• **Aufgaben zur Übung**:
1. Was nutzt der Video Converter laut dem Textauszug zur Beschleunigung?
2. Führen Sie alle Beiträge im Textauszug der Reihe nach auf, jeweils mit Verfasser und Datum.
3. Formulieren Sie den Absatz im Textauszug, der mit „Ich glaube nicht, dass der auf 8 Threads läuft“ beginnt, kürzer und behalten Sie dabei seine wesentlichen Aussagen bei.

• **Zitierter Textauszug**:
****************************************

# Der Alleskönner: »Freemake Video Converter«



## Mazzel-92 (6. Februar 2012)

*Der Alleskönner: »Freemake Video Converter«*

Für alle, die ab und zu mal (schnell) ein Video konvertieren müssen!

Vorgestellt: »Freemake« - Der wohl beste Video Converter der Welt! (FullHD, Deutsch) - YouTube

https://www.youtube.com/watch?v=y5vBQyVyXoA


----------



## Mazzel-92 (16. Februar 2012)

*AW: Der Alleskönner: »Freemake Video Converter«*

Kann man übrigens hier downloaden: Free Video Converter | MP4 AVI 3GP FLV DVD MPEG SWF WMV Blu-ray | Video konvertieren


----------



## POWER_TO_THE_GROUND (16. Februar 2012)

*AW: Der Alleskönner: »Freemake Video Converter«*

Lastet der auch alle 4+HT Kerne des i7 2600k aus? 
ansonsten sieht es ja ziemlich gut aus der konverter


----------



## Mazzel-92 (16. Februar 2012)

*AW: Der Alleskönner: »Freemake Video Converter«*

Ich glaube nicht, dass der auf 8 Threads läuft. Besonders, da er es ja nicht MUSS. Denn wie im Video erwähnt, benutzt er die Grafikkarte zur Beschleunigung und die kann das wirklich um Längen schneller als eine CPU!


----------



## POWER_TO_THE_GROUND (16. Februar 2012)

****************************************

• **Auflistung der Daten**:
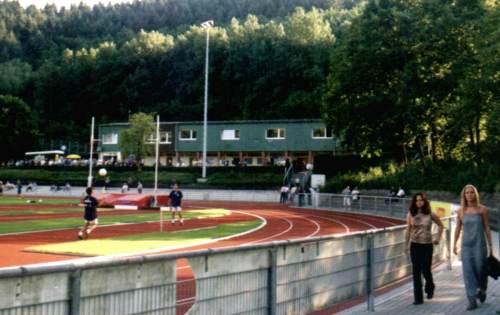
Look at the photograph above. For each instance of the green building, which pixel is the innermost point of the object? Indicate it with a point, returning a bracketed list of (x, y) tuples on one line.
[(249, 142)]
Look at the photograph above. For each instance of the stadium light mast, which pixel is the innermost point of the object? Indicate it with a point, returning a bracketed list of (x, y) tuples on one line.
[(206, 25), (157, 158)]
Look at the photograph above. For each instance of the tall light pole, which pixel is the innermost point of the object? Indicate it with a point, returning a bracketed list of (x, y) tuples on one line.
[(206, 25), (89, 179)]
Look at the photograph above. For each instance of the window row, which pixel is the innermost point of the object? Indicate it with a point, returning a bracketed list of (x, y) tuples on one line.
[(226, 134)]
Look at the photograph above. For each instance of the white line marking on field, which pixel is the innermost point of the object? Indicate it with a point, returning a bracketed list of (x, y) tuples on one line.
[(151, 251), (290, 226)]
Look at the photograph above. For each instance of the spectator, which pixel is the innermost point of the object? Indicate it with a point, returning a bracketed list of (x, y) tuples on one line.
[(293, 192), (107, 181), (29, 187), (175, 204), (124, 188), (390, 195), (19, 187), (284, 194), (347, 196), (401, 193), (67, 187)]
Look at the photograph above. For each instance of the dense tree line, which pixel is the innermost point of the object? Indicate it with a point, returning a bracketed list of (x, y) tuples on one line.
[(419, 79), (410, 80)]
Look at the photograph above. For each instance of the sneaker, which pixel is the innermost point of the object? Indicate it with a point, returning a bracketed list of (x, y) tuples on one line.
[(472, 304), (430, 294)]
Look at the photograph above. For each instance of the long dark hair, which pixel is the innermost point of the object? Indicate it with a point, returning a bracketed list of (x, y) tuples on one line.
[(426, 209)]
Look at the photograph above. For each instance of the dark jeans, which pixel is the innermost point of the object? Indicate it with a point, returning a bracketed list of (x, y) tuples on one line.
[(421, 260)]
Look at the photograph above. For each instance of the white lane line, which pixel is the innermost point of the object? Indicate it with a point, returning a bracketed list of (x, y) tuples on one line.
[(377, 219), (345, 226), (359, 221), (290, 226)]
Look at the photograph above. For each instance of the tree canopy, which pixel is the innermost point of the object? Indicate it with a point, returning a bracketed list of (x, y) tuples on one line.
[(404, 80)]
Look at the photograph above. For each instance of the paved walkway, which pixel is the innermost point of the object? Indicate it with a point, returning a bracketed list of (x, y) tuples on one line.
[(449, 298)]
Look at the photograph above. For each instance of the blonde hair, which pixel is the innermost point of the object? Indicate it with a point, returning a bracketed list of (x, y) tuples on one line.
[(463, 201)]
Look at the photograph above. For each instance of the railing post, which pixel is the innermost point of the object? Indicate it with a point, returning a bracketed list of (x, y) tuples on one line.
[(449, 242), (272, 281), (370, 257), (74, 294)]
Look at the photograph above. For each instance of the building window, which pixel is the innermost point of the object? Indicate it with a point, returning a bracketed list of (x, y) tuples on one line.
[(165, 137), (187, 134), (110, 138), (322, 133), (230, 134), (275, 133)]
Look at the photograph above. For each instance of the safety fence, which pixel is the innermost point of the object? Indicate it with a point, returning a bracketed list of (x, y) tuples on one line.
[(285, 277)]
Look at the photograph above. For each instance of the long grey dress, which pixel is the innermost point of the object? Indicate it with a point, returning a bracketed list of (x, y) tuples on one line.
[(474, 253)]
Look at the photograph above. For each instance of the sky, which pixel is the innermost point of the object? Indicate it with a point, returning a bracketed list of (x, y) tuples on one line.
[(66, 3)]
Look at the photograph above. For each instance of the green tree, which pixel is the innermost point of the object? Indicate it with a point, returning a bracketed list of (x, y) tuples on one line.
[(17, 127), (133, 139)]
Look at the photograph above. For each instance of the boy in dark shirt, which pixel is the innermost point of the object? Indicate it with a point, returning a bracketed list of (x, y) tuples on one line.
[(175, 204), (90, 216)]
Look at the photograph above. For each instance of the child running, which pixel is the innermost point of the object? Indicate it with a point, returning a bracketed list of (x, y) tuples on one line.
[(175, 204), (90, 216)]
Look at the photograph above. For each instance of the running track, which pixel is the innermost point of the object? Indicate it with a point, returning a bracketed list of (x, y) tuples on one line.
[(283, 223)]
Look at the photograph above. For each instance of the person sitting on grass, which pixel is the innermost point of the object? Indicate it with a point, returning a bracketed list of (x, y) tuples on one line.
[(90, 216), (175, 203)]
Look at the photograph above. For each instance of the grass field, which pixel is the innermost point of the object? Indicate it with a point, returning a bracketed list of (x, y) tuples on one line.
[(44, 201), (146, 241), (67, 223)]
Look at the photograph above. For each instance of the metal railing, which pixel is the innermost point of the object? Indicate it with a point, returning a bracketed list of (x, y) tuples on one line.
[(284, 277)]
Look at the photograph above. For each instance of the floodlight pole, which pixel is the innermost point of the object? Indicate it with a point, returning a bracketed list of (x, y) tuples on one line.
[(89, 180), (157, 159), (206, 25)]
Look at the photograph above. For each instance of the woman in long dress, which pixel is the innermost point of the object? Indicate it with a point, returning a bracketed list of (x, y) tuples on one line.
[(472, 218)]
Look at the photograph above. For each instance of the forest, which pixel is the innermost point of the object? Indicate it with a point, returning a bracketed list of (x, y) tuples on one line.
[(411, 81)]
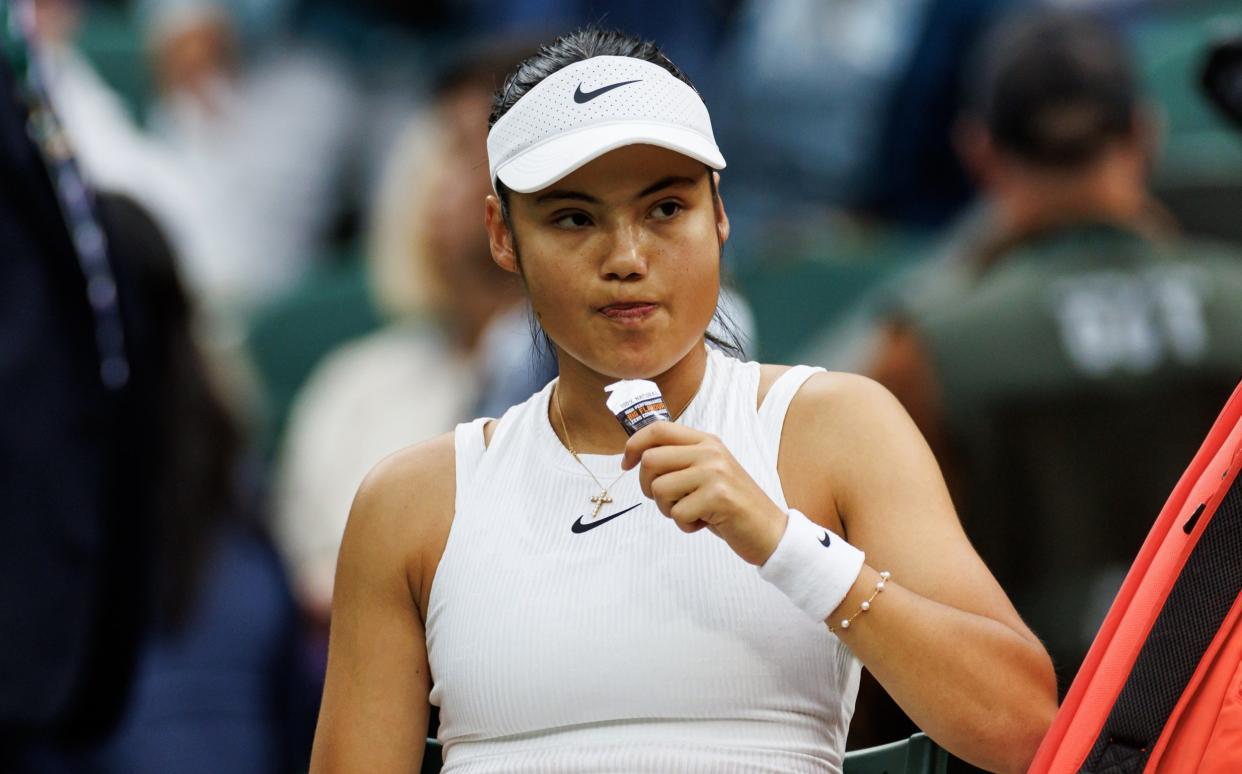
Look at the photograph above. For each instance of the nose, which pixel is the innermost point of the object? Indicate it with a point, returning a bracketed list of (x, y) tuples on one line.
[(625, 259)]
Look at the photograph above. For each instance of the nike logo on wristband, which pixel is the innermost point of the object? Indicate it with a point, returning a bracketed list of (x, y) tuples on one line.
[(579, 527), (581, 97)]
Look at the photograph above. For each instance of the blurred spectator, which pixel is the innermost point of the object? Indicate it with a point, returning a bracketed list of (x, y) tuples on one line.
[(845, 107), (460, 344), (265, 133), (73, 380), (1069, 350), (217, 686)]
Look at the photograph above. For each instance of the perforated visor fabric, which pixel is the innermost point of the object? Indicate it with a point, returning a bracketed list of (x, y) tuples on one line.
[(591, 107)]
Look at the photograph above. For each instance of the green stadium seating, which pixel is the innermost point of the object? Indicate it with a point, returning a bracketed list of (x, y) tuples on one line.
[(287, 339)]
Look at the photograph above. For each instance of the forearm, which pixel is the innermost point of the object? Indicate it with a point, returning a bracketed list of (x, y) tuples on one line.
[(975, 685)]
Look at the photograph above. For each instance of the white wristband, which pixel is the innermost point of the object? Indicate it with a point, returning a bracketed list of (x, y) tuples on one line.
[(812, 567)]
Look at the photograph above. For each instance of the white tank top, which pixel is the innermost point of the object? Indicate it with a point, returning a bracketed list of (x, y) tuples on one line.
[(630, 646)]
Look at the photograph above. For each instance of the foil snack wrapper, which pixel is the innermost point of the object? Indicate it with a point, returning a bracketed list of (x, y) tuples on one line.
[(636, 403)]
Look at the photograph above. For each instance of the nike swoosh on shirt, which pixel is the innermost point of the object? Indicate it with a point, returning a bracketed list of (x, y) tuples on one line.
[(581, 97), (579, 527)]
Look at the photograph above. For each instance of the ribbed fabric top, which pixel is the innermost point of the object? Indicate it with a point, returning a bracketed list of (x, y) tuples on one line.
[(630, 646)]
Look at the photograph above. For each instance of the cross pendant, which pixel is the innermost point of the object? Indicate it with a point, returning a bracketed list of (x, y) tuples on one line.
[(600, 501)]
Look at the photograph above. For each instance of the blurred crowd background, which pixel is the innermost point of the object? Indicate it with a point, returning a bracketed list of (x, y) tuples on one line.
[(1024, 219)]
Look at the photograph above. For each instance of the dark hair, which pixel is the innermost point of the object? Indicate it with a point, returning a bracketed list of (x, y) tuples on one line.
[(198, 442), (1055, 87), (576, 46)]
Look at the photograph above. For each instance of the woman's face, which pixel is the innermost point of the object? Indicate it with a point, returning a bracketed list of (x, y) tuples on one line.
[(621, 259)]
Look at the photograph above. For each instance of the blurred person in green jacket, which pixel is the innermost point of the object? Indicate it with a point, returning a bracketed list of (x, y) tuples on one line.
[(1068, 350)]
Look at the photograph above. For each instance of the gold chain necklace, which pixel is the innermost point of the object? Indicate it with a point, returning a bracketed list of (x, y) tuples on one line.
[(602, 498)]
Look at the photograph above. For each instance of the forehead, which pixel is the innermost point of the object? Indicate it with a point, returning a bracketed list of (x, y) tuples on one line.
[(627, 170)]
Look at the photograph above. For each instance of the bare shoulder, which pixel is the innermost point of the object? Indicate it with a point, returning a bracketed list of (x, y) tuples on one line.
[(843, 430), (403, 511)]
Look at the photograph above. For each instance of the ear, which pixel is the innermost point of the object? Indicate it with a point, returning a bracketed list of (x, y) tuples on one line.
[(498, 236), (722, 218)]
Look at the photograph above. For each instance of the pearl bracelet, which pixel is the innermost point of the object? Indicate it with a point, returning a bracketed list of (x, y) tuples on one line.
[(866, 604)]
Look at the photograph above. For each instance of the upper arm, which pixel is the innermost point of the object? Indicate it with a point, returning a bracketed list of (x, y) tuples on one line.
[(851, 452), (374, 711)]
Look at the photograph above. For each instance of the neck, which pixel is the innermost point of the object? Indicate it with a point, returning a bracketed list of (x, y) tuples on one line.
[(591, 427), (1109, 191)]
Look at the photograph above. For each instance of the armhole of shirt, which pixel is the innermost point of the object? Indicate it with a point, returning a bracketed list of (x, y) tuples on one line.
[(468, 450), (775, 406)]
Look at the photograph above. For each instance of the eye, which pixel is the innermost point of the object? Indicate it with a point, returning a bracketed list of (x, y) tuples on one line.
[(571, 220), (666, 210)]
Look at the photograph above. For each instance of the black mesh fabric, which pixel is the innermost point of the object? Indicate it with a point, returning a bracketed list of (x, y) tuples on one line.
[(1187, 623)]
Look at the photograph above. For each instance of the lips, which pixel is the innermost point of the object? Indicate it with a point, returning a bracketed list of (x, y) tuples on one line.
[(629, 311)]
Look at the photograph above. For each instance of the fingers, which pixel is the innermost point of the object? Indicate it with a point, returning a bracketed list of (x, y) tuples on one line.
[(667, 490), (691, 512), (662, 460), (658, 434)]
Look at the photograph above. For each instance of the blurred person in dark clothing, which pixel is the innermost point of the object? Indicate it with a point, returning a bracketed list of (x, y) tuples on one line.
[(217, 683), (72, 384), (142, 619), (458, 342), (1069, 352)]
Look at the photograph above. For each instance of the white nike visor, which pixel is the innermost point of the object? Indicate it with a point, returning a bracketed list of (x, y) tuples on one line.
[(583, 111)]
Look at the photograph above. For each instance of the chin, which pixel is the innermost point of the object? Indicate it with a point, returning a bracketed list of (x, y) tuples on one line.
[(640, 362)]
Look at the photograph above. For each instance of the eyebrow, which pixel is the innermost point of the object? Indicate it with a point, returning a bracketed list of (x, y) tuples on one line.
[(658, 185)]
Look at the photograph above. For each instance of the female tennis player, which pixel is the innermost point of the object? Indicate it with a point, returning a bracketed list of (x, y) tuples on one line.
[(698, 596)]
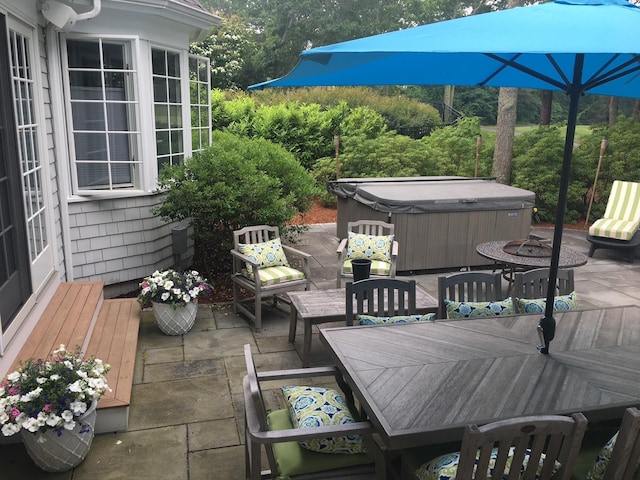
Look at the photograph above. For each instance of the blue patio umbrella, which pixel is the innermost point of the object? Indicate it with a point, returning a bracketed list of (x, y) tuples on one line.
[(572, 46)]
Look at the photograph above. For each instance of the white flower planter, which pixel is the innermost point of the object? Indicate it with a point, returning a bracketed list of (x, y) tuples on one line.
[(53, 453), (175, 321)]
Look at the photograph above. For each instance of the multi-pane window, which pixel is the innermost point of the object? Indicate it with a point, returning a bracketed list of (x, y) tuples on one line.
[(27, 128), (167, 106), (200, 102), (104, 109)]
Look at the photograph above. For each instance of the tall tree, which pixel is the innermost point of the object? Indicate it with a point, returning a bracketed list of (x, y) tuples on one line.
[(545, 109), (506, 126)]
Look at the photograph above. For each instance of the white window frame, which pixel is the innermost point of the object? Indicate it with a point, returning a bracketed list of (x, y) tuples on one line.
[(132, 49), (201, 128)]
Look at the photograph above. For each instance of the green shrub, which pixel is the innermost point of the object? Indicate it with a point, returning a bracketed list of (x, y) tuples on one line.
[(233, 183), (537, 166)]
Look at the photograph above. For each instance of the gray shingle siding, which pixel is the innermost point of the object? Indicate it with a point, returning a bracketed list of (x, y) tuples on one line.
[(119, 240)]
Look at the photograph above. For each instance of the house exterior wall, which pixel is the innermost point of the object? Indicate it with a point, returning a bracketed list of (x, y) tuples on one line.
[(113, 238), (119, 240)]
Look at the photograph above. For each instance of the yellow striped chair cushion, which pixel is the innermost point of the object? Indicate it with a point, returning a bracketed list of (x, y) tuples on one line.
[(378, 267), (275, 275), (622, 216)]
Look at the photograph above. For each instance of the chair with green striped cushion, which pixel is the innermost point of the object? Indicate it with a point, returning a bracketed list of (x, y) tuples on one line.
[(289, 447), (622, 216), (265, 267), (370, 239), (618, 228)]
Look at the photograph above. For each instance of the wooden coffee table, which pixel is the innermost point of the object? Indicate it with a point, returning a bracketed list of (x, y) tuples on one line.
[(328, 306)]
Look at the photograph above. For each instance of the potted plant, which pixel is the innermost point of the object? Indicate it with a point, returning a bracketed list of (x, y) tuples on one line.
[(52, 403), (174, 297)]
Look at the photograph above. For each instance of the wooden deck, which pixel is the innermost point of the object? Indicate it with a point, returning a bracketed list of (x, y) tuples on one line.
[(108, 329)]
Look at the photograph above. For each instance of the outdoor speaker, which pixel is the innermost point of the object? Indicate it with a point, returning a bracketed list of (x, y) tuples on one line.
[(62, 16)]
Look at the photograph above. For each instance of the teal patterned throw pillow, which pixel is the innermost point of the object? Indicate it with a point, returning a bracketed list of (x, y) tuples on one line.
[(316, 407), (373, 320), (602, 460), (445, 467), (372, 247), (478, 309), (561, 303)]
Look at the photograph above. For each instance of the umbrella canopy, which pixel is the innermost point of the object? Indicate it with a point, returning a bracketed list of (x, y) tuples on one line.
[(574, 46)]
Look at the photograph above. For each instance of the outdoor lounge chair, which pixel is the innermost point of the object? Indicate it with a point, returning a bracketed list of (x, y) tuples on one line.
[(618, 228), (373, 300), (472, 288), (370, 239), (530, 288), (261, 266), (282, 439), (541, 447), (615, 459)]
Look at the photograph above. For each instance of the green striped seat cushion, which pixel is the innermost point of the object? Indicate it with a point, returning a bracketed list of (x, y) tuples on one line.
[(378, 267), (622, 216), (266, 254), (292, 459), (275, 275)]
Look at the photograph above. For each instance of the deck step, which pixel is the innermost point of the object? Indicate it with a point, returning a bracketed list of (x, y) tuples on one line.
[(108, 329)]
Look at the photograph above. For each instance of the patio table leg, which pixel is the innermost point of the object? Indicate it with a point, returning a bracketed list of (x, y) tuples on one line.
[(293, 323)]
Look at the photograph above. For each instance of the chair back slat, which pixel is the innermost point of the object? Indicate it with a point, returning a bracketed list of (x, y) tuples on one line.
[(380, 297), (371, 227), (255, 234), (558, 437), (534, 283), (468, 287)]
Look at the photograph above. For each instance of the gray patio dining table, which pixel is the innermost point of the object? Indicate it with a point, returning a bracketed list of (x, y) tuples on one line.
[(422, 383)]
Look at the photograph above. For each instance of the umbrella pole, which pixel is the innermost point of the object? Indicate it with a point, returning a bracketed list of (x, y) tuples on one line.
[(547, 325)]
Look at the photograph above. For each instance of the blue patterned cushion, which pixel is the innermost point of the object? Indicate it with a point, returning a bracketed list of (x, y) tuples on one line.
[(267, 254), (538, 305), (373, 320), (316, 407), (478, 309), (369, 246), (445, 467), (602, 460)]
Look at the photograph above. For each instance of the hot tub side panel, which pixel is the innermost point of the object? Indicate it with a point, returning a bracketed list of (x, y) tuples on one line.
[(441, 240)]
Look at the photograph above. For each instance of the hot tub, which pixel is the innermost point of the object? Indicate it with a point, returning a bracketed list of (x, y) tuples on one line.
[(438, 220)]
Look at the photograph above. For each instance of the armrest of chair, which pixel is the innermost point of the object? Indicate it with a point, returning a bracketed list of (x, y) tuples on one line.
[(341, 247), (298, 373)]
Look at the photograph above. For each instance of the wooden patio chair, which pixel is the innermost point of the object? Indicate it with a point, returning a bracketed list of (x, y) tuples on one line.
[(286, 457), (261, 265), (618, 228), (529, 290), (616, 459), (382, 300), (540, 447), (372, 239), (474, 289)]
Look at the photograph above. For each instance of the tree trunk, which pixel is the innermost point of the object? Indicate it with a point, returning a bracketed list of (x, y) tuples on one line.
[(505, 131), (447, 112), (612, 110), (506, 126), (545, 109)]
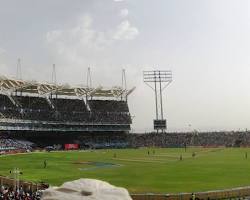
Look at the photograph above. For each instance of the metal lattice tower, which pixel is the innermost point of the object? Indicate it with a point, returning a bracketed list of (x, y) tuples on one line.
[(158, 80), (54, 74)]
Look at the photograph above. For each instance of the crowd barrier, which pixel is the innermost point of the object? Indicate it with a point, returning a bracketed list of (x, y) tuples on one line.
[(26, 185), (240, 192)]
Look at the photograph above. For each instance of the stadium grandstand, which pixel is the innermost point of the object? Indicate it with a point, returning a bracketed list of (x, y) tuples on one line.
[(48, 114)]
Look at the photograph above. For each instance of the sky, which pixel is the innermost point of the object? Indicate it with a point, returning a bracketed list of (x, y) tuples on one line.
[(206, 44)]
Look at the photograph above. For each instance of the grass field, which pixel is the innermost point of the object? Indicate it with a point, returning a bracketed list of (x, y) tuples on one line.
[(134, 169)]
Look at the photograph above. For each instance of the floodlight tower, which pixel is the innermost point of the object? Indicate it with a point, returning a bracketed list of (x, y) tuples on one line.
[(158, 80)]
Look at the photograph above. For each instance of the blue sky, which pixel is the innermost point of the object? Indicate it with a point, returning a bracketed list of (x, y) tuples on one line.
[(204, 42)]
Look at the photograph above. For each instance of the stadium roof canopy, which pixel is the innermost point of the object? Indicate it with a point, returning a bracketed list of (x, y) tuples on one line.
[(10, 85)]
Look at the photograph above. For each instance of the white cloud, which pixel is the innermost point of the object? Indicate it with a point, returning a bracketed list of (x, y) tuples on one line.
[(125, 31), (81, 46), (124, 13), (84, 36)]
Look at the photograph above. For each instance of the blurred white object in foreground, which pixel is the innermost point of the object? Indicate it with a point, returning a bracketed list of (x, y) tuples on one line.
[(86, 189)]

****************************************

• **Ergebnisse der Aufgaben**:
1. Die Grafikkarte.

2.
1. Mazzel-92, 6. Februar 2012
2. Mazzel-92, 16. Februar 2012
3. POWER_TO_THE_GROUND, 16. Februar 2012
4. Mazzel-92, 16. Februar 2012
5. POWER_TO_THE_GROUND, 16. Februar 2012

3. Der Converter läuft vermutlich nicht auf 8 Threads, muss es aber auch nicht: Wie im Video erwähnt, beschleunigt er über die Grafikkarte, die das weit schneller erledigt als eine CPU.